SELECTED TEXT ::
━━━━━━━━━━━━━━━━━━━━

|May 25, 2005|
Graham School tenth anniversary celebration: traditional gifts of tin and aluminum not required
On June 3, 2005, the University of Chicago’s Graham School of General Studies Master of Liberal Arts Program will celebrate the tenth anniversary of its first graduating class. Over the years, a select collection of enthusiastic participants have embarked on an exploratory journey of the liberal arts. This part-time evening and weekend program has given its students the ability to discover a greater understanding of the world around them.
According to Raymond Ciacci, the program director and founder, the MLA Program was created with the goal of accentuating the importance of a liberal education forged in Robert M. Hutchins’ (University of Chicago president, 1929-1945; chancellor, 1945-1951) era. According to Mr. Ciacci, students take core courses in the social sciences, the humanities, as well as in biology and astrophysics in order to “have a sense of the history and issues that surround important and fundamental questions of the 21st Century.” Not surprisingly, the MLA program has helped to enrich, shape, and inspire the lives of its students in ways that could not have even been predicted.
Many MLA alums tell success stories in their lives that are directly connected to their MLA education. “An MLA degree is invaluable for one’s ability to understand the broad implications of our global village,” claims Ann Cameron Williams, an MLA Graduate in 2000. “It empowered me to think, to challenge what is, and to attempt to change that which needs changing.” Upon completion of her MLA degree, Ms. Williams was recruited to become a project coordinator in the Department of Disability and Human Development at the University of Illinois Chicago, where she also continued her studies at the PhD level. She also has created a small consulting business that studies programmatic impact for nonprofit organizations.

━━━━━━━━━━━━━━━━━━━━

EXTRACTED INFORMATION ::
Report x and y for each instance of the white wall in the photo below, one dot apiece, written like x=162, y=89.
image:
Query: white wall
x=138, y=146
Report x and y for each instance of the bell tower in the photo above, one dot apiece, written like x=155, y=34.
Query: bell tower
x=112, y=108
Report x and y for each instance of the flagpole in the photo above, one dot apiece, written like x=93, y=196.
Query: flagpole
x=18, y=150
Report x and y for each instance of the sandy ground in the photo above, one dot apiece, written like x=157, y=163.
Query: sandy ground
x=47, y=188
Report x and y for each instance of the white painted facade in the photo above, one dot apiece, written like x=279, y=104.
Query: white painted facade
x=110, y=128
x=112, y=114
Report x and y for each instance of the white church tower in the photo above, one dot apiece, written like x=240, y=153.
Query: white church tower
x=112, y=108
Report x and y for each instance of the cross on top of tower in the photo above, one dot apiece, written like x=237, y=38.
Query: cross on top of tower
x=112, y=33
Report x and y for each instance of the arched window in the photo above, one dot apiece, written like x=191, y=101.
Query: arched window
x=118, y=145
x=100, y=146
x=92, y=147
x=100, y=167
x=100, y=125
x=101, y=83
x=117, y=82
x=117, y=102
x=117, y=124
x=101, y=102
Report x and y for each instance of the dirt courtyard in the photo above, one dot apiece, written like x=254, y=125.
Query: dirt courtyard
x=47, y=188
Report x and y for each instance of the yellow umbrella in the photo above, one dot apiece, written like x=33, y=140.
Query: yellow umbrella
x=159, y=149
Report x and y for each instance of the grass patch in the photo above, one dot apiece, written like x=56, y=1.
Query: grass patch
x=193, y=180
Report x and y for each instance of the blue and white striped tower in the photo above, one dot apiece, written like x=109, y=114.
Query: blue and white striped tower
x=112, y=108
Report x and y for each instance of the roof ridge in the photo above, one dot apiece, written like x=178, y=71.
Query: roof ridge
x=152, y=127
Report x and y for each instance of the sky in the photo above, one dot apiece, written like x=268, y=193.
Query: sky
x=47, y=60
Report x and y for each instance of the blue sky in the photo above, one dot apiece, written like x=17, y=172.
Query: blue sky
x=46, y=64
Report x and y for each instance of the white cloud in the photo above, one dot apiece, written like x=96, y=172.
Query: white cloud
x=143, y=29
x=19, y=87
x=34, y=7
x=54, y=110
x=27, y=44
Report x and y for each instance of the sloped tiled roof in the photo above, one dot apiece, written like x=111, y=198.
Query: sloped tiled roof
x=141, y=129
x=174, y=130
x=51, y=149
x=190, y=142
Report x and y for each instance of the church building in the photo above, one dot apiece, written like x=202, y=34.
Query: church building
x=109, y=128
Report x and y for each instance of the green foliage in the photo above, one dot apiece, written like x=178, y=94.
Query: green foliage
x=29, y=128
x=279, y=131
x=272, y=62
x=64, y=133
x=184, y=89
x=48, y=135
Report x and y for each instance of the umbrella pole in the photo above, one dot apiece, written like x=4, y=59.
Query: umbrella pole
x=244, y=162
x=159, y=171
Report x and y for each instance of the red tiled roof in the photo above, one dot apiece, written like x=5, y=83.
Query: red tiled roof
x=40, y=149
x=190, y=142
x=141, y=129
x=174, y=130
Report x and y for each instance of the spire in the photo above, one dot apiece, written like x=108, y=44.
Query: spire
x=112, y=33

━━━━━━━━━━━━━━━━━━━━

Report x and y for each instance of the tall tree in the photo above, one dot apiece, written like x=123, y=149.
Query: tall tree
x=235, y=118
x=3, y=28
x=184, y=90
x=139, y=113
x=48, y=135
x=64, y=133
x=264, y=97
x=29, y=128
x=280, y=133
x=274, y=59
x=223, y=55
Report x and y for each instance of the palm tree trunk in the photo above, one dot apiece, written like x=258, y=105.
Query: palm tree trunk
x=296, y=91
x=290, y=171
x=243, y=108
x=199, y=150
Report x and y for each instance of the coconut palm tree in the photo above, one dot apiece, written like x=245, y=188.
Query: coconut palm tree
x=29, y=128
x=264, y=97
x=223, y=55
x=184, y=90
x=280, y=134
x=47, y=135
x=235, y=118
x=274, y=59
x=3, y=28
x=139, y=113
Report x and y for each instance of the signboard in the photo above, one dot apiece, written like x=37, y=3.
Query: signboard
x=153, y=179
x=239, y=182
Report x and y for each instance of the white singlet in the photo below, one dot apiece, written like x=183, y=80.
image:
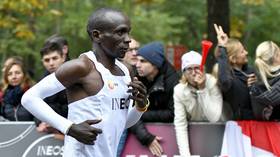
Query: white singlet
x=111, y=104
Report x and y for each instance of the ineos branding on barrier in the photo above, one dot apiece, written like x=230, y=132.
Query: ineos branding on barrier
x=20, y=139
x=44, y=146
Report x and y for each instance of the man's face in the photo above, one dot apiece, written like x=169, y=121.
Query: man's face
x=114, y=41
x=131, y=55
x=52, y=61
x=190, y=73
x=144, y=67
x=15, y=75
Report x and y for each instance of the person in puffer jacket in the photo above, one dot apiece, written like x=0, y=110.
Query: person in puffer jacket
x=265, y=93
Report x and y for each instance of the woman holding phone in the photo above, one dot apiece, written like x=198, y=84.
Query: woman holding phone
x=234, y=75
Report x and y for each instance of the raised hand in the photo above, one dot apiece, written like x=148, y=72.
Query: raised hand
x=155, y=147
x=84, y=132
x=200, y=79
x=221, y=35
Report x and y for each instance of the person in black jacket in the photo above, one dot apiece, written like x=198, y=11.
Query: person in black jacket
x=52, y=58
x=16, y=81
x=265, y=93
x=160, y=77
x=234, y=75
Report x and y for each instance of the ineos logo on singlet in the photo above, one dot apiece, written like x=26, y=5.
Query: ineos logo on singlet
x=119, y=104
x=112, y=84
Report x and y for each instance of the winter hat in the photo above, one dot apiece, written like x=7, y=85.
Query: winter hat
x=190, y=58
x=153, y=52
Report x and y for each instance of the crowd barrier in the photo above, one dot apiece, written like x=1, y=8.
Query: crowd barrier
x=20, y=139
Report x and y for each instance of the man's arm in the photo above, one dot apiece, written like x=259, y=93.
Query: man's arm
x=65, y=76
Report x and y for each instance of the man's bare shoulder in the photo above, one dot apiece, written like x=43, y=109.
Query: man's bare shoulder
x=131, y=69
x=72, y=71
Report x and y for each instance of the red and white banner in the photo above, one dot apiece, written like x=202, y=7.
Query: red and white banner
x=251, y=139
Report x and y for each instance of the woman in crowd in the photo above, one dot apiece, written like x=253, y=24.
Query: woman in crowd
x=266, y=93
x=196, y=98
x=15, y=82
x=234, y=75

━━━━━━━━━━━━━━━━━━━━

EXERCISE DIRECTIONS ::
Pick up the article about the Graham School Master of Liberal Arts Program's tenth anniversary after its final sentence and continue writing it.

OUTPUT FOR THIS TASK ::
Steve Laymon, Associate Dean for Graduate and Professional Programs at the Graham School values the MLA’s connection to everyday issues stating, “In The Education of Black People by W.E.B. Du Bois, the author explains, ‘A university is made of human beings, learning of the things they do not know from things they do know in their own lives.’ This is extremely applicable to the MLA program, whose part-time adult students study topics about which they are passionate, acquiring tools and theories to understand the wider implications of that which they already know.”
To celebrate its tenth year, the University of Chicago’s Graham School of General Studies is inviting all MLA alumni to attend a special reception on Friday, June 3, 2005. The event offers alums an exciting opportunity to see old friends and reconnect with the faculty and staff. The MLA reception will take place from 4:30 to 6:00 p.m. on the second floor in the West Lounge of Ida Noyes Hall located at 1212 East 59th Street. Further information and an opportunity to RSVP for alumni events can be found online at http://alumniweekend.uchicago.edu.
Last modified at 03:46 PM CST on Wednesday, May 25, 2005.